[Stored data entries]
========================

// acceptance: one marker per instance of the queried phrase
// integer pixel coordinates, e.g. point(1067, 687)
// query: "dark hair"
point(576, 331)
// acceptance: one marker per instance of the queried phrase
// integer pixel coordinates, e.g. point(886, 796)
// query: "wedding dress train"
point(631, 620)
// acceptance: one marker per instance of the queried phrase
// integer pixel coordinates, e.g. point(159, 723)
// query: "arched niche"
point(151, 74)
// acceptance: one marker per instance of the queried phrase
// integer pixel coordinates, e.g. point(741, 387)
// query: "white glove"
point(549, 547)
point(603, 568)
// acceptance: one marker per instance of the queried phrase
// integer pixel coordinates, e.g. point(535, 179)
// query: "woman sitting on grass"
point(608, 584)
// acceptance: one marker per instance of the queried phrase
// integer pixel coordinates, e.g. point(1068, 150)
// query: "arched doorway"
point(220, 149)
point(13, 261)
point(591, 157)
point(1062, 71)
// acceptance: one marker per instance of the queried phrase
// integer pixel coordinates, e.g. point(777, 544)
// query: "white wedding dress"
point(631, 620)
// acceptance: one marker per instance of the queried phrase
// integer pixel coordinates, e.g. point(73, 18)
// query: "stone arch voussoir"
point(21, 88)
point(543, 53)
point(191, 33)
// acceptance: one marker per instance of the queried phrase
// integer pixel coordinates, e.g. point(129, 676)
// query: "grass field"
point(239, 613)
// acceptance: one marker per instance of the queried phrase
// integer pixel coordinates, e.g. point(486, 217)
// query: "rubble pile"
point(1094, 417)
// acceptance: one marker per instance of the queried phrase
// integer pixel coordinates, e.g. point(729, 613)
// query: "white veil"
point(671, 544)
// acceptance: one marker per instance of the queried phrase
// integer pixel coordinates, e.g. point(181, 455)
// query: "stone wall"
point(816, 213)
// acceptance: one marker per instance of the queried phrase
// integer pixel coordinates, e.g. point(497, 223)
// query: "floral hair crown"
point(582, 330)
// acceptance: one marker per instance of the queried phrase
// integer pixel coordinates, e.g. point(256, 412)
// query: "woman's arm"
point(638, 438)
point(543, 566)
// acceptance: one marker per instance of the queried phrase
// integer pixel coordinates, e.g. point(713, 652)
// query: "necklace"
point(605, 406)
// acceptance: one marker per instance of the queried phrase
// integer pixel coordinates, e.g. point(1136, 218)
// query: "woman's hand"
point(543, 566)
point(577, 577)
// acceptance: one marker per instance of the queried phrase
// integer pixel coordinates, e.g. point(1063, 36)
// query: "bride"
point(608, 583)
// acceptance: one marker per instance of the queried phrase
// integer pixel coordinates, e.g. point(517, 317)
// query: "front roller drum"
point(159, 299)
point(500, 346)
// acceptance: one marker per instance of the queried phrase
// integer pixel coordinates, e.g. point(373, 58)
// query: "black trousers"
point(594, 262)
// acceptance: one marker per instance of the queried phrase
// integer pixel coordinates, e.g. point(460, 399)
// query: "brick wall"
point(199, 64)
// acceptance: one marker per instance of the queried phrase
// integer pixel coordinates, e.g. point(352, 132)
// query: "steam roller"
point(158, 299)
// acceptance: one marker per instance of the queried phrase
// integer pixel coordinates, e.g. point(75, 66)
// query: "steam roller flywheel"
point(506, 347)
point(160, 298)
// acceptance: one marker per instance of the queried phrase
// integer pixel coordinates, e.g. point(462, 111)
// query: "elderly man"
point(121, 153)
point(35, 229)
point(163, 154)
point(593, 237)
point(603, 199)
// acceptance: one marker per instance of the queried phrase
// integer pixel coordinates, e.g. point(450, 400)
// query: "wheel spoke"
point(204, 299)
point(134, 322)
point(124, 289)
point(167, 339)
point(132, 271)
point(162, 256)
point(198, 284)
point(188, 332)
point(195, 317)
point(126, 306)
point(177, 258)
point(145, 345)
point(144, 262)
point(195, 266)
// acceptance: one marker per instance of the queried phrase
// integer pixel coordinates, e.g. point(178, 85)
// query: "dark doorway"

========================

• _Work instructions_
A word-for-word copy of the data is what should be returned.

• _Task answer_
// acceptance: one marker per instance of the queried phrase
// integer pixel coordinates, e.g. point(1067, 687)
// query: "dark hair"
point(576, 331)
// acceptance: one marker per instance of the queried phrase
// integer pixel coordinates, e.g. point(886, 796)
// query: "wedding dress train"
point(631, 620)
// acceptance: one marker per instance of the queried phrase
// integer pixel coordinates, e.g. point(159, 723)
// query: "arched niche"
point(151, 74)
// acceptance: one marker per instance of the queried phrase
// integer pixel coordinates, e.g. point(741, 387)
// query: "white glove"
point(549, 547)
point(603, 568)
// acceptance: one marker per instance of the queried phrase
// integer pixel coordinates, e.g. point(535, 179)
// query: "woman sitting on grass"
point(608, 584)
// acceptance: one marker per instance of the queried phrase
// integer pixel coordinates, e.g. point(1068, 150)
// query: "arched doorway"
point(220, 149)
point(13, 261)
point(591, 157)
point(1062, 71)
// acceptance: one marker per instance of the queried phrase
// integer pixel coordinates, e.g. point(777, 544)
// query: "white wedding dress"
point(631, 620)
// acceptance: one marker per instance of the queried phrase
// integer pixel coordinates, e.g. point(73, 18)
// query: "stone arch voussoir"
point(21, 88)
point(543, 53)
point(191, 33)
// acceptance: one marker per instance of the queried phrase
// integer pixel coordinates, e.g. point(129, 676)
// query: "grass field"
point(239, 613)
// acceptance: one marker per instance of the queried phrase
// integer pixel coordinates, e.g. point(486, 217)
// query: "rubble pile"
point(1094, 417)
// acceptance: one marker per instance of the queried phrase
// integer pixel coordinates, e.g. point(729, 613)
// query: "white veil"
point(671, 544)
// acceptance: one marker per instance of the queried phrase
// integer pixel coordinates, e.g. point(181, 455)
// query: "stone wall"
point(816, 213)
// acceptance: one marker per instance of the queried phrase
// integer pixel coordinates, e.g. point(497, 223)
// query: "floral hair crown"
point(582, 330)
// acceptance: one marker per instance of the queried phrase
// integer pixel coordinates, e.g. point(256, 412)
// query: "woman's arm"
point(638, 438)
point(543, 566)
// acceptance: one marker per instance of the queried phrase
// integer pixel coordinates, e.g. point(713, 652)
// query: "necklace"
point(605, 406)
// acceptance: one marker per instance of the queried phrase
// integer pixel coordinates, e.g. point(1136, 218)
// query: "woman's hand"
point(543, 566)
point(577, 577)
// acceptance: one marker per instance of the queried phrase
// integer pixel coordinates, e.g. point(1063, 36)
// query: "bride"
point(608, 583)
// acceptance: one marker per instance of the queried phrase
// integer pixel coordinates, e.g. point(517, 317)
// query: "front roller drum"
point(159, 299)
point(500, 346)
// acceptance: one marker per instance of the queried phrase
// integer pixel coordinates, e.g. point(373, 58)
// query: "black trousers"
point(594, 262)
// acceptance: one marker per instance of the queried phrase
// integer pixel coordinates, e.g. point(460, 399)
// query: "brick wall"
point(199, 64)
// acceptance: one marker per instance of the queried phrase
// integer pixel coordinates, e.g. point(352, 132)
// query: "steam roller"
point(158, 299)
// acceptance: one marker per instance of the queried phrase
// integer pixel coordinates, e.g. point(75, 66)
// query: "steam roller flywheel"
point(506, 347)
point(160, 298)
// acceptance: one marker per instance of the queried phrase
// integer pixel coordinates, e.g. point(462, 111)
// query: "elderly man"
point(121, 153)
point(35, 229)
point(163, 154)
point(593, 237)
point(603, 199)
// acceptance: one marker per instance of the queried phrase
// integer pixel coordinates, e.g. point(450, 400)
// query: "wheel spoke"
point(204, 299)
point(134, 322)
point(124, 289)
point(167, 339)
point(132, 271)
point(162, 256)
point(198, 284)
point(188, 332)
point(195, 317)
point(126, 306)
point(177, 258)
point(145, 345)
point(144, 262)
point(195, 266)
// acceptance: one marker per instance of the queried phrase
// integer pixel coordinates, e.g. point(178, 85)
// query: "dark doorway"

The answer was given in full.